◆ DOCUMENT SECTION:
--- Start ---
Wednesday 20 March 2013

Beginner’s beginners’ guide to gig photography

This post is a response to a query from my friend Belinda.  She asked how to get good gig/concert photos after seeing some I took at an event we both went to.  So here is my beginner's beginners' guide to getting photos at a rock gig. 

Waiting For Katherine

Now there are many excellent guides to shooting at a gig, and probably a lot more useful, however, as an amateur photographer I thought it might be useful to explain how I approach these shoots. 

Before you get into the nitty gritty a quick spoiler: Wide aperture, high ISO, steady hand, fastest shutter speed you can get away with.

Sucking in the light

Gigs are generally low light affairs.  So you need to get as much of that light onto your camera sensor (or film if you are that way inclined) as possible. Use a fast Lens: Buy, beg, borrow the fastest lens you can.  I use two lenses that stop to f2.8.  One is a short zoom, and one is a prime.  You can use a slower lens, but the bigger aperture you can get will give you a little leeway with other settings that I will mention shortly.  Now the rub is that generally the bigger the aperture, the bigger the price, especially with the zoom lenses. If you want to forego the zoom, Canon users can get a f1.8 50mm lens for a relatively low price, and I'm sure the other systems will have similar.  Sure you might have to move around more to get the framing right, but hey, that's fun right?  The other thing to remember is that the bigger the aperture, the smaller the depth of field. (Depth of field is the amount of the subject that is in focus in front and behind the bit you are actually focussing on. It's all to do with light, and optics, look it up on google for a better explanation).  The con here are that if you want to get the musicians face sharp your focussing has got to be pretty spot on.  The pro is that you can very easily throw the background out of focus, creating nice separation from the main subject.
--- End ---
◆ DATA RECORDS:
--- Start ---
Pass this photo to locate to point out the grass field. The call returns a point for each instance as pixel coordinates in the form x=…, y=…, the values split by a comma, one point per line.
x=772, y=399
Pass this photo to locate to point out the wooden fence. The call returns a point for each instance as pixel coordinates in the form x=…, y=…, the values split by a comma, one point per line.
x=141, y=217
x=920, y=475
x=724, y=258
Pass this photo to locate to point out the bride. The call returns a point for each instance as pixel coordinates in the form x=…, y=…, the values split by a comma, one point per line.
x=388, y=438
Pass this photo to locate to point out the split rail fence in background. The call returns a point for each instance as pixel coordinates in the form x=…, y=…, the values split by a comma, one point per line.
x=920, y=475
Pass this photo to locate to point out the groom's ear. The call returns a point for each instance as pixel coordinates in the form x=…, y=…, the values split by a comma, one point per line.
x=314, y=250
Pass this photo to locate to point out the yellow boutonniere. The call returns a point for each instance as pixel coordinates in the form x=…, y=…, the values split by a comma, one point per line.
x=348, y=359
--- End ---
--- Start ---
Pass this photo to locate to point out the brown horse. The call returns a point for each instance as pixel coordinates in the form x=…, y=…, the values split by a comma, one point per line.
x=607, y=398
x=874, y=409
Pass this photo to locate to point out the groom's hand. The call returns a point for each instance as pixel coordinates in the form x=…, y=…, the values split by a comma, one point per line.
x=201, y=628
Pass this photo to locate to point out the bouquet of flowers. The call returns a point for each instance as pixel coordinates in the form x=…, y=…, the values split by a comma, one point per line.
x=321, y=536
--- End ---
◆ WORK TO COMPLETE:
Write out the part of the gig photography guide that opens with the words containing "Now there are" and closes with "get away with.", swapping "amateur" for "hobbyist". The records were drawn from a separate source.

◆ SOLUTION FOR THIS PROBLEM:
Now there are many excellent guides to shooting at a gig, and probably a lot more useful, however, as an hobbyist photographer I thought it might be useful to explain how I approach these shoots. 

Before you get into the nitty gritty a quick spoiler: Wide aperture, high ISO, steady hand, fastest shutter speed you can get away with.